▸ Set problem a
Name each museum or cultural center where, according to the article on Felipe Lettersten, his statues are located or have been shown.

- Born: June 11, 1957
- Died: November 11, 2003 (aged 46)
- Known for: Sculptor

= Felipe Lettersten =

Swedish sculptor (1957–2003)

Felipe Tomas Lettersten (1957–2003) was a Peruvian-born Swedish sculptor. Starting in 1986, Lettersten started preserving the Amazon rainforest cultures by casting sculptures of indigenous people. He wanted to educate the Western world on respecting Indian cultures. His cast sculptures are often placed on pedestals. Lettersten was known to makes three copies of a sculpture, sending one to the tribe as a gesture of respect, the second was sold and the third copy exhibited.

Lettersten's work Sons of Our Land features approximately 300 statues of various indigenous tribes of Peru, Brazil, Venezuela, and 76 of these statues are located at the Amazon Regional Museum (Museo Regional Amazónico) in Malecón Tarapaca, Iquitos Peru. In 2014, Lettersten had 19 life-sized bronze statues from the exhibition Sons of Our Land (Os Filhos da Nossa Terra) were shown at Cultural Centre of the Peoples of the Amazon (Centro Cultural dos Povos da Amazonia) in Manaus, State of Amazonas, Brazil. Museo de las Américas in San Juan, Puerto Rico has Lettersten's work in El Indio en América, an exhibition within the permanent collection featuring life-sized bronze and fiberglass statues of 22 different indigenous tribes.

▸ Set problem b
Return, unchanged, everything in the records from the line containing "Exercise. For every instance of the string" down to the line containing "<point>83,368</point>", with both of those lines included.

▸ Input records

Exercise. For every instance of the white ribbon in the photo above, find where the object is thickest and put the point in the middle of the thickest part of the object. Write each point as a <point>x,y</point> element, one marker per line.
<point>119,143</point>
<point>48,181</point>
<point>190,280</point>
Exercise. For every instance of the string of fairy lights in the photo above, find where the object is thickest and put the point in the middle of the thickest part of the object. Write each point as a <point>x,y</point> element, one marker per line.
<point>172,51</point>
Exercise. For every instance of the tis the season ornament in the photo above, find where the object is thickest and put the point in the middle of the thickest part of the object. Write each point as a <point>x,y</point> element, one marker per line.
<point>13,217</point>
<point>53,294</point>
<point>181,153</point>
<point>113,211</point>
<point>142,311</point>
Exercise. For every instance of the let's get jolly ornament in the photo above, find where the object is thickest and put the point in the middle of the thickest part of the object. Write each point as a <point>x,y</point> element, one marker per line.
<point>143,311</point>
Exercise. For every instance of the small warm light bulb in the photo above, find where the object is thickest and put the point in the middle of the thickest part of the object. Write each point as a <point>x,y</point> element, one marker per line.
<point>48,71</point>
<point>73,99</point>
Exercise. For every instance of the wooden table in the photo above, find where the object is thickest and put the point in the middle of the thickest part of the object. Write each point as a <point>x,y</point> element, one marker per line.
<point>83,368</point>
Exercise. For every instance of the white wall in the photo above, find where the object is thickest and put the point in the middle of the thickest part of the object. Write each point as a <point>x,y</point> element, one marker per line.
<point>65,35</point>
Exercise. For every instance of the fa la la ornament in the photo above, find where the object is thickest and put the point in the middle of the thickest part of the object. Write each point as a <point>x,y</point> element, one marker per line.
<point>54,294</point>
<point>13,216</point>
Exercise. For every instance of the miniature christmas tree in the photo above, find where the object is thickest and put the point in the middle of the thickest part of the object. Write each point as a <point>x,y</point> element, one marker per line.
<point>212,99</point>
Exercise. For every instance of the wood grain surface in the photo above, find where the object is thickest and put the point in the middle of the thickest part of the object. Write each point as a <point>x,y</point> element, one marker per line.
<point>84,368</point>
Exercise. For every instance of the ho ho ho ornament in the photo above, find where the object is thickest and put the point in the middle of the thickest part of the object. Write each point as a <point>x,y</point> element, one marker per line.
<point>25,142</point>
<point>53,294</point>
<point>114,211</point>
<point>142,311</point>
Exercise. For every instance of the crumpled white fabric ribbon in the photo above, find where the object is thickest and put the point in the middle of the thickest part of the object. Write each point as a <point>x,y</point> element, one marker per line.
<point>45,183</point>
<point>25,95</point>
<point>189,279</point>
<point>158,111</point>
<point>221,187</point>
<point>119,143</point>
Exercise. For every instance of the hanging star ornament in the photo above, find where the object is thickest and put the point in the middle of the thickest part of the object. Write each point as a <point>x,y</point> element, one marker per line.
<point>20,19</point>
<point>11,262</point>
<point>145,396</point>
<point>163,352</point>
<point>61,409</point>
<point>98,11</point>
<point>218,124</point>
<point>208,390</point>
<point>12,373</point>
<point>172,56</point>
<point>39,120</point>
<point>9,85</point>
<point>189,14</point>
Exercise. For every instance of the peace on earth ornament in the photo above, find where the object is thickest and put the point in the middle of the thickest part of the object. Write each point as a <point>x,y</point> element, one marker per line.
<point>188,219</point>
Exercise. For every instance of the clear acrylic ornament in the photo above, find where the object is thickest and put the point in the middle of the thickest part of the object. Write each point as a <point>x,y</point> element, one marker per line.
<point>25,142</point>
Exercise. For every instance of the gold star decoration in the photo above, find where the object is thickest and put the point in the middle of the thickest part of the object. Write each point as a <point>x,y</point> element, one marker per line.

▸ Final answer a
- Amazon Regional Museum (Museo Regional Amazónico), Iquitos, Peru
- Cultural Centre of the Peoples of the Amazon (Centro Cultural dos Povos da Amazonia), Manaus, Brazil
- Museo de las Américas, San Juan, Puerto Rico

▸ Final answer b
Exercise. For every instance of the string of fairy lights in the photo above, find where the object is thickest and put the point in the middle of the thickest part of the object. Write each point as a <point>x,y</point> element, one marker per line.
<point>172,51</point>
Exercise. For every instance of the tis the season ornament in the photo above, find where the object is thickest and put the point in the middle of the thickest part of the object. Write each point as a <point>x,y</point> element, one marker per line.
<point>13,217</point>
<point>53,294</point>
<point>181,153</point>
<point>113,211</point>
<point>142,311</point>
Exercise. For every instance of the let's get jolly ornament in the photo above, find where the object is thickest and put the point in the middle of the thickest part of the object. Write each point as a <point>x,y</point> element, one marker per line.
<point>143,311</point>
Exercise. For every instance of the small warm light bulb in the photo above, find where the object is thickest and put the point in the middle of the thickest part of the object. Write each point as a <point>x,y</point> element, one marker per line.
<point>48,71</point>
<point>73,99</point>
Exercise. For every instance of the wooden table in the photo above, find where the object is thickest and put the point in the middle of the thickest part of the object. Write each point as a <point>x,y</point> element, one marker per line.
<point>83,368</point>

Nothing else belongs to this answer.